GOAL 1 -> Decide whether each statement below agrees with the abstract on physical education in Brazil, answering yes or no and quoting the deciding words of the abstract: (a) the discussions it describes took place from 1870 to 1930; (b) Physical Education was promoted as a corrective for miscegenation in the late nineteenth century; (c) the paper explores the racial ideas of Fernando de Azevedo.
GOAL 2 -> Quote the passage of the abstract on physical education in Brazil that runs between "Posted in Articles, Brazil, Campus" and "35 (September 2009)", inclusive.

EXTRACT TO READ ->
┌────────

Posted in Articles, Brazil, Campus Life, Caribbean/Latin America, History, Media Archive on 2011-08-06 19:09Z by Steven

School Hygiene and Eugenics: The Role of Physical Education in Regeneration “The Brazilian Race”

Revista HISTEDBR On-Line
Number 35 (September 2009)
pages 19-28
ISSN: 1676-2584

Karl M. Lorenz, Associate Professor, Director Teacher Certification Programs
Sacred Heart University, Fairfield, Connecticut

From 1870 to 1930, physicians, writers, anthropologists and educators discussed the relationship between education and the less-privileged segments of the Brazilian population. Among ideas circulating in the late nineteenth century were precepts of School Hygiene, such as physical exercise could promote personal health and, in a broader sense, the total development of the child. In discussions of eugenic themes in the early decades of the twentieth century, Physical Education was further promoted as a corrective measure for the negative effects of miscegenation; that is, the physical, intellectual and moral debilities of the poor and non-white segments of the Brazilian population. This paper examines the nature and effects of the school discipline Physical Education on the less-favored children of Brazil by first introducing its role in School Hygiene and then by focusing on its extended role from the eugenic perspective. In this latter discussion, the racial ideas of Fernando de Azevedo regarding the regenerating effect of Physical Education on the “Brazilian Race” are explored.

└────────

Collected data:
┌────────

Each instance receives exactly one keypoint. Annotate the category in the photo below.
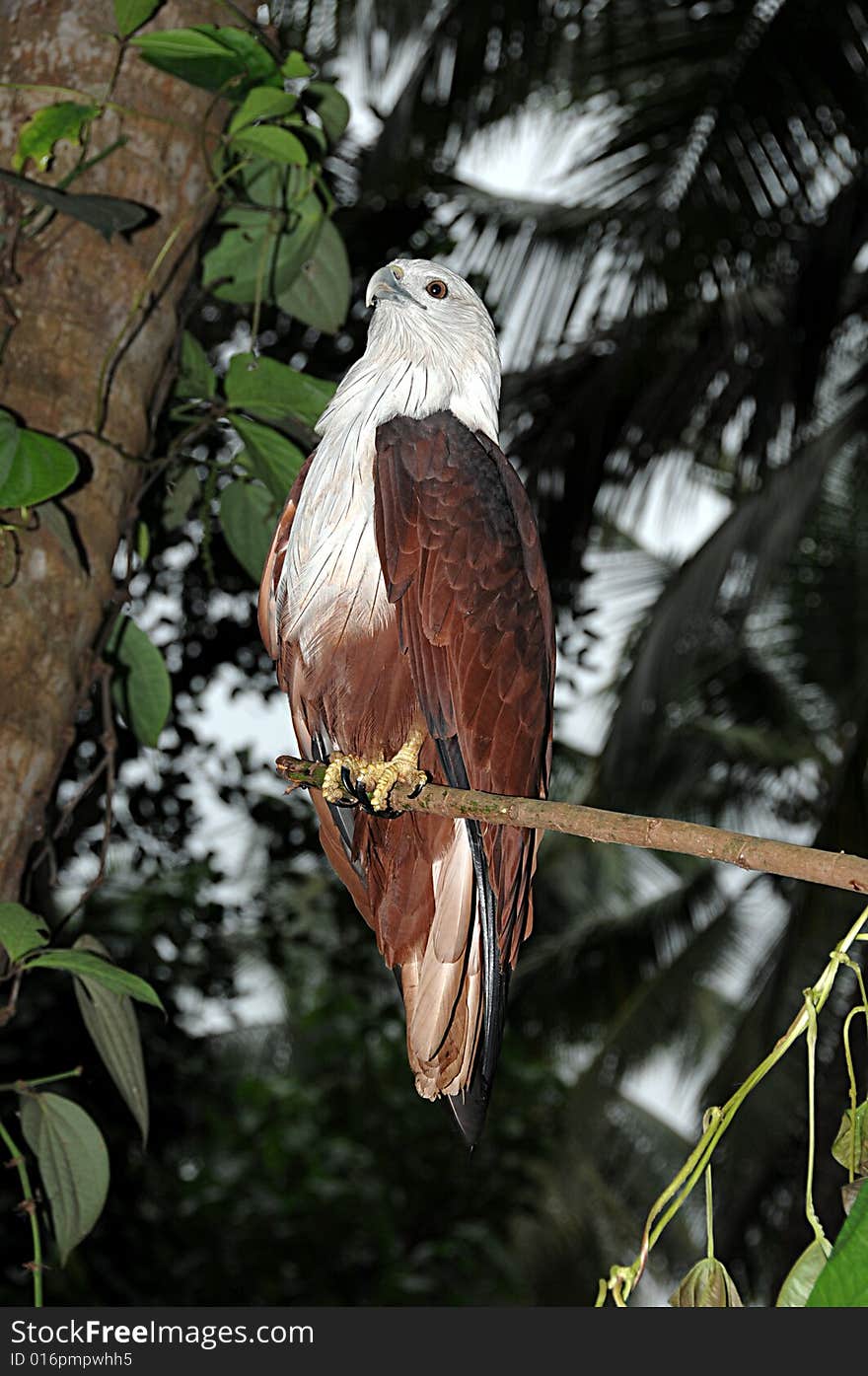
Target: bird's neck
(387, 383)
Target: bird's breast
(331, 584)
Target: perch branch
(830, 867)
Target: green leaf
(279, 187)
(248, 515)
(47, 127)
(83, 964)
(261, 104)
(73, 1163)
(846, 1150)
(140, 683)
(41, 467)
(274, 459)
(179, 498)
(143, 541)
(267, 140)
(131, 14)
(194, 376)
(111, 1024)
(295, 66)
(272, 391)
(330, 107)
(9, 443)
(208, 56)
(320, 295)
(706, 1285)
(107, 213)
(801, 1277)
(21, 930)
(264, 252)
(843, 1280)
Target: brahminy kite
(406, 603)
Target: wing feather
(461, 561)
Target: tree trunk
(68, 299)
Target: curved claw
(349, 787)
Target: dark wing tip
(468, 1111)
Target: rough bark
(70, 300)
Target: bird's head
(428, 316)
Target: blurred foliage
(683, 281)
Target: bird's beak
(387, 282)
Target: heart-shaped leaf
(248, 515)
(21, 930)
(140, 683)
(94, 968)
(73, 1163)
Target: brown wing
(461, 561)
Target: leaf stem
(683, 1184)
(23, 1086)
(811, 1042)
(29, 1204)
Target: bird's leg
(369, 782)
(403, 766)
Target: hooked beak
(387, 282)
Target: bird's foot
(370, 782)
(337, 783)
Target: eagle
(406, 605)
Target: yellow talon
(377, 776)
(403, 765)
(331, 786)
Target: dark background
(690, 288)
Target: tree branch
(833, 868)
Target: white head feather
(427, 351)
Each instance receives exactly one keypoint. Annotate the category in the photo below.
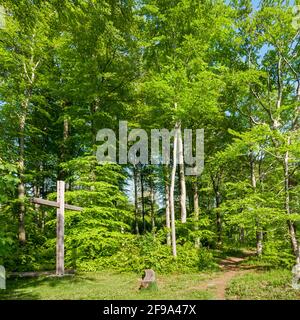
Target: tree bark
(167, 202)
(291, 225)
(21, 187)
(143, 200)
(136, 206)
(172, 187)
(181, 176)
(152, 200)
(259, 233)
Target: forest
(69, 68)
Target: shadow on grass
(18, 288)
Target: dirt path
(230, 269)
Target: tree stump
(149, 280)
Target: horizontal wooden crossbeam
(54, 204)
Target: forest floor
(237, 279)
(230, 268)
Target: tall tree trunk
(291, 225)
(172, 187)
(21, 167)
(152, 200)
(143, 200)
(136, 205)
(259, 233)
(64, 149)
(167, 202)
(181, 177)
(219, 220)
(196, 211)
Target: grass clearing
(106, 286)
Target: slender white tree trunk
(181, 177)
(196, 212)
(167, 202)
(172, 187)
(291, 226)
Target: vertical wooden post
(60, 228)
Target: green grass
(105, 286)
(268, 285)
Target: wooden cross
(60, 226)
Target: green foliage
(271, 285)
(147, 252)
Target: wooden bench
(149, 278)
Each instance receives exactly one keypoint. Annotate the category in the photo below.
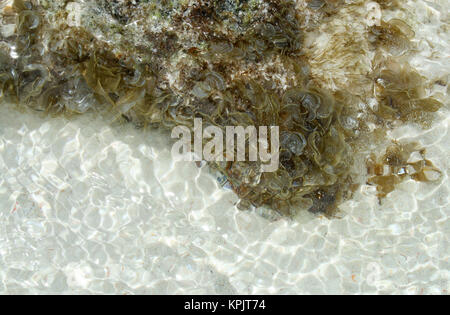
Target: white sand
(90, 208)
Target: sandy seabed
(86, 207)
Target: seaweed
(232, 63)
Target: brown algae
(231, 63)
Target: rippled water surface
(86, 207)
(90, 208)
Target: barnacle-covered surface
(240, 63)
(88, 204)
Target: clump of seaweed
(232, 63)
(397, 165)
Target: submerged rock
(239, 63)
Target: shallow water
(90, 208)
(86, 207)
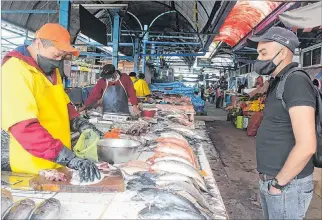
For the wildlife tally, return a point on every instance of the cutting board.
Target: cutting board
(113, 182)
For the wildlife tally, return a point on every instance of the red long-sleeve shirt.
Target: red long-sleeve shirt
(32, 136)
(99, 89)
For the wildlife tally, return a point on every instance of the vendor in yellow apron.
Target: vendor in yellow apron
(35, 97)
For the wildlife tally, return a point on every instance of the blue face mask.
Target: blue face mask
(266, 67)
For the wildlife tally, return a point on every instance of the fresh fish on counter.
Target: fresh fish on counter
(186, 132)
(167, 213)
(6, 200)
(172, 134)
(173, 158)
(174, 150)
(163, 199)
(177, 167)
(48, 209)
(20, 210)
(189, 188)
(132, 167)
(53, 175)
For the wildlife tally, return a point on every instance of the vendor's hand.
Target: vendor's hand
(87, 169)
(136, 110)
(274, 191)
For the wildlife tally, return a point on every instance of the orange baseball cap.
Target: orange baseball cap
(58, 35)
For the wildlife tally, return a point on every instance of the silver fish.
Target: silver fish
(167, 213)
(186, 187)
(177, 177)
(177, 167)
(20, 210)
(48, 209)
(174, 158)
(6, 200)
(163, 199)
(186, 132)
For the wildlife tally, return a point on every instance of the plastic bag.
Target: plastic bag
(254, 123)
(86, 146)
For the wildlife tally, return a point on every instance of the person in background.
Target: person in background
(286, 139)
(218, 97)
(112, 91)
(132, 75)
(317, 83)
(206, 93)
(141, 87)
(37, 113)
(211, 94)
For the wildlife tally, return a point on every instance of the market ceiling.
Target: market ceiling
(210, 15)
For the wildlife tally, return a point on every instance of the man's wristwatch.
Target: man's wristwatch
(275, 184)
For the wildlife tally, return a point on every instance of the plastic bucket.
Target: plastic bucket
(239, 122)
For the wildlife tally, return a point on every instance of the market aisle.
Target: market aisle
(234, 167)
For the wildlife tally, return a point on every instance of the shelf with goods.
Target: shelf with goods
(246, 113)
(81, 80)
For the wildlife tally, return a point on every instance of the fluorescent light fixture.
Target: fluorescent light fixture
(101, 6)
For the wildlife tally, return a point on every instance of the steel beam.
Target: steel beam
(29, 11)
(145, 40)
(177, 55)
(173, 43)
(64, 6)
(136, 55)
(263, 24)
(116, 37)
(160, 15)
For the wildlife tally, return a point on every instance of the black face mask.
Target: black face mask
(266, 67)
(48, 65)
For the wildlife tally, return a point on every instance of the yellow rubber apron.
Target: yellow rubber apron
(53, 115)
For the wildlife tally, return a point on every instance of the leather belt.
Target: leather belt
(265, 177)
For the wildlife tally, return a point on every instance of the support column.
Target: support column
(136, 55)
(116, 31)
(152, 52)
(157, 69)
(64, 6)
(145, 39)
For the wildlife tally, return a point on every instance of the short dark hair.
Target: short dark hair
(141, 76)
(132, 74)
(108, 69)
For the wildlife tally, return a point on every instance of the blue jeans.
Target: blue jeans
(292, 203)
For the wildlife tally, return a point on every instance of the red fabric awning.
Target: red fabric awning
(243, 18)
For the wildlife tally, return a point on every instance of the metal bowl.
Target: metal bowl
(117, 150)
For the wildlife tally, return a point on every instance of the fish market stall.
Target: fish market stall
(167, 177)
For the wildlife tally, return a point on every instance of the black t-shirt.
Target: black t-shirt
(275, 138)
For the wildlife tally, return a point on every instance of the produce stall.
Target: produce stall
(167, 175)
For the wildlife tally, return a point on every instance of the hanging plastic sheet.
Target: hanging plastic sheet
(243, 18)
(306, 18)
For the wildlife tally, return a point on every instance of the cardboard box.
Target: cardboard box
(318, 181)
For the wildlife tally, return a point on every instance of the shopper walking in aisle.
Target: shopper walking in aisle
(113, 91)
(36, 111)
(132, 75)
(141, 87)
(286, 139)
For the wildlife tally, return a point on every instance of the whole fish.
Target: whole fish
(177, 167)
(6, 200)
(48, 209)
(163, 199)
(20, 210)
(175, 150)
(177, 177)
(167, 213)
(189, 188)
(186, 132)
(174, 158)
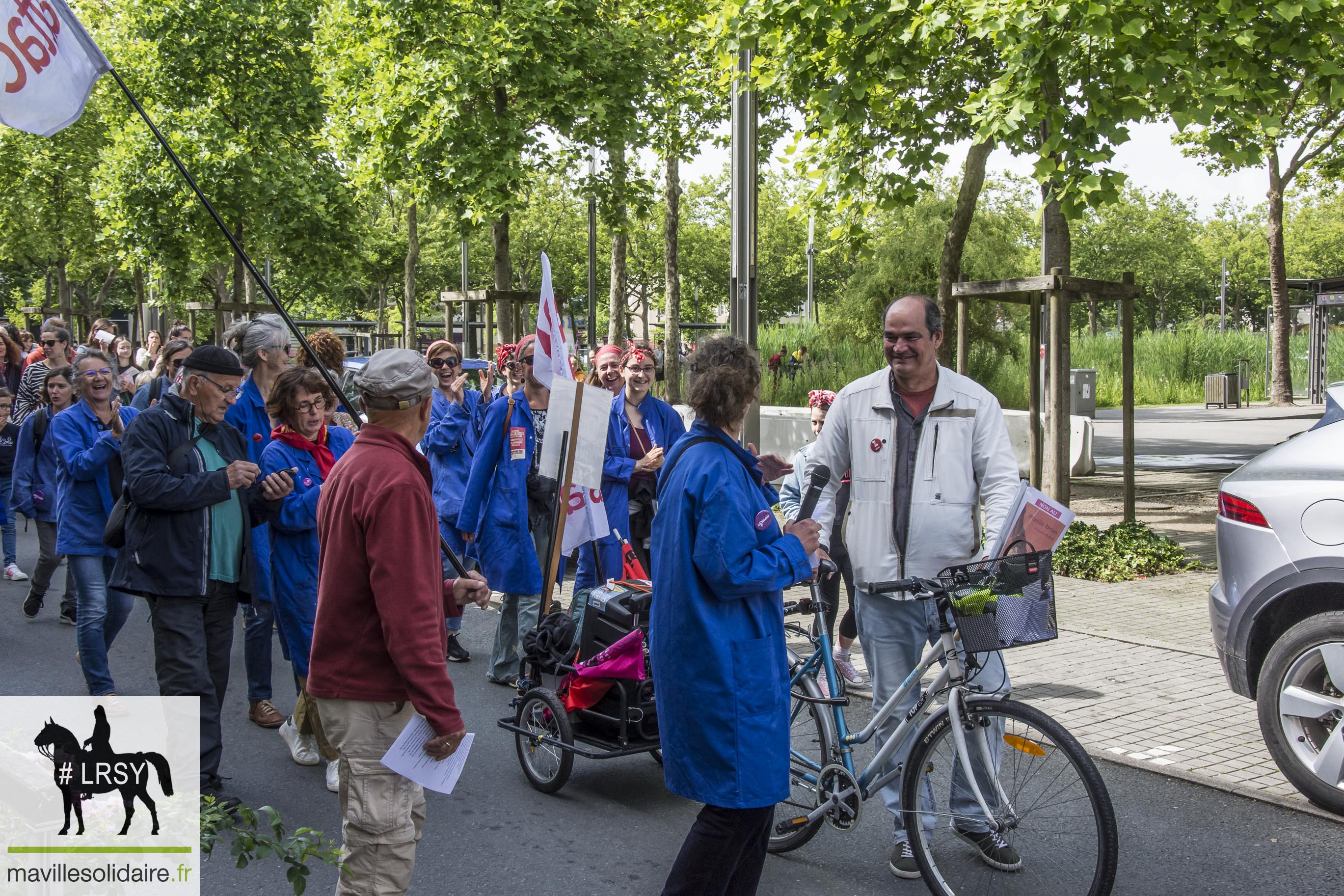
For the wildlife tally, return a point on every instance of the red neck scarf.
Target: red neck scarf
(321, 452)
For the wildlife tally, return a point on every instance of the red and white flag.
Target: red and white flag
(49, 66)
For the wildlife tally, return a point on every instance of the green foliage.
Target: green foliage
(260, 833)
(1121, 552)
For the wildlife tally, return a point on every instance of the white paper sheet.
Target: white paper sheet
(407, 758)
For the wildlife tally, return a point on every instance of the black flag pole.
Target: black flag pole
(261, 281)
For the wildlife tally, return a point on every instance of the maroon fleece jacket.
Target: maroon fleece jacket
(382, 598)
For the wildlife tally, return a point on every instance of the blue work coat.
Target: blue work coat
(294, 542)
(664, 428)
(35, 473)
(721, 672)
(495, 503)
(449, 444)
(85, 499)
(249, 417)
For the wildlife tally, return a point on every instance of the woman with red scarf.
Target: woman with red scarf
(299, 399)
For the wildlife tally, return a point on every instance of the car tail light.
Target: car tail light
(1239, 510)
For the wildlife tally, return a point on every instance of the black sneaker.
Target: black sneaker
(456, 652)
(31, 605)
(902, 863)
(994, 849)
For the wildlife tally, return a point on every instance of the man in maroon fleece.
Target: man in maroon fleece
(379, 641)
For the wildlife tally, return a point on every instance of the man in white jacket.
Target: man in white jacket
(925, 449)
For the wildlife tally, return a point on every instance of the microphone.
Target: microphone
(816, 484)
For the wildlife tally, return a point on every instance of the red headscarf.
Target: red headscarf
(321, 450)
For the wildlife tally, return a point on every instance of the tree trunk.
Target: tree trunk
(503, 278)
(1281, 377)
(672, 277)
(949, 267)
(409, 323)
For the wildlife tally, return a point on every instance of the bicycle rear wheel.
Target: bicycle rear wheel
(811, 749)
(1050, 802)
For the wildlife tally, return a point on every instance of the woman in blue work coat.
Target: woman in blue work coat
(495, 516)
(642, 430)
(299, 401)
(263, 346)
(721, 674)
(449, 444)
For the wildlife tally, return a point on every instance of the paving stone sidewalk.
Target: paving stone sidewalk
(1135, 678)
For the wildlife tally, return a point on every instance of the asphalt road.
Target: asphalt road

└────────

EXERCISE RESULT 1 ->
(a) Yes: "From 1870 to 1930, physicians, writers, anthropologists and educators discussed the relationship between education and the less-privileged segments of the Brazilian population."
(b) No: "In discussions of eugenic themes in the early decades of the twentieth century, Physical Education was further promoted as a corrective measure for the negative effects of miscegenation"
(c) Yes: "the racial ideas of Fernando de Azevedo regarding the regenerating effect of Physical Education on the “Brazilian Race” are explored."

EXERCISE RESULT 2 ->
Posted in Articles, Brazil, Campus Life, Caribbean/Latin America, History, Media Archive on 2011-08-06 19:09Z by Steven

School Hygiene and Eugenics: The Role of Physical Education in Regeneration “The Brazilian Race”

Revista HISTEDBR On-Line
Number 35 (September 2009)